==== TEKST DO ANALIZY ====

Nowojorski indeks S&P 500 zyskał od początku roku już około 8 proc., a od dołka z października wzrósł o 16 proc. Niewiele mu więc brakuje, by wejść w rynek „byka”. Bliski wejścia w hossę jest również Dow Jones Industrial, który zyskał od dołka 18 proc. Nasdaq 100 odbił się od swojego minimum już o prawie 23 proc. Można więc uznać, że jest już w rynku „byka”, choć do historycznego szczytu brakuje mu 21 proc. Choć co jakiś czas pojawiają się prognozy mówiące, że gospodarka USA może wejść w recesję w nadchodzących 12 miesiącach, to rynki akcji sprawiają wrażenie, że mało się przejmują tym czynnikiem ryzyka. Czyżby inwestorzy uznali, że giełdy mogą rosnąć nawet pomimo recesji i że dołki są już z nami?
Dane z ostatnich 100 lat powinny być jednak dla nich ostrzeżeniem. W tym okresie nigdy się bowiem nie zdarzyło, by S&P 500 uniknął ustanowienia nowego dołka po rozpoczęciu recesji.

==== UDOSTĘPNIONY MATERIAŁ ====

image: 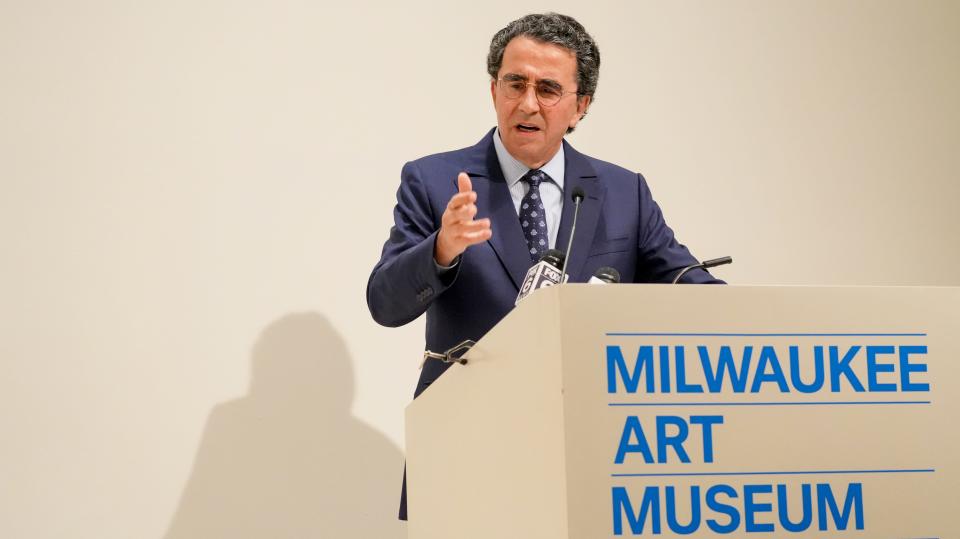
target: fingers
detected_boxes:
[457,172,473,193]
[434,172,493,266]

====
==== UDOSTĘPNIONY MATERIAŁ ====

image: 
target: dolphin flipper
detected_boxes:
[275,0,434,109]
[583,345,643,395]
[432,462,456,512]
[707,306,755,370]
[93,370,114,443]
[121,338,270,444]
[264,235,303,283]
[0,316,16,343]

====

**ZESTAW ZADAŃ**
• a. O ile procent Nasdaq 100 odbił się od swojego minimum według tekstu o amerykańskich indeksach giełdowych?
• b. Dopisz dalszy ciąg tekstu o amerykańskich indeksach giełdowych, zaczynając po jego ostatnim zdaniu.

**ODPOWIEDZI DO ZADAŃ**
• a. O prawie 23 proc.

• b.
Szukając dna
Z analizy przeprowadzonej przez agencję Bloomberg wynika, że S&P 500 znajduje dno średnio po dziewięciu miesiącach od rozpoczęcia recesji w USA. W ciągu ostatnich 100 lat najszybciej doszedł do dna w 1945 r. i w 2020 r. W obu przypadkach zajęło mu to około miesiąca. W marcu 2020 r. wyprzedaż na rynkach była bardzo szybka ze względu na panikę covidową. Najdłużej zmierzał do dołka w czasie wielkiego kryzysu, czyli po recesji z 1929 r. Zajęło mu to aż 34 miesiące. Stosunkowo długo, bo 19 miesięcy zmierzał ku minimum również po recesji z 2001 r. związanej z pęknięciem bańki internetowej. Nieco szybciej pokonał tę drogę w czasie globalnego kryzysu finansowego, którego kulminacją był upadek Lehman Brothers. O ile recesja zaczęła się w grudniu 2007 r., o tyle przecena na giełdach sięgnęła dna dopiero w marcu 2009 r.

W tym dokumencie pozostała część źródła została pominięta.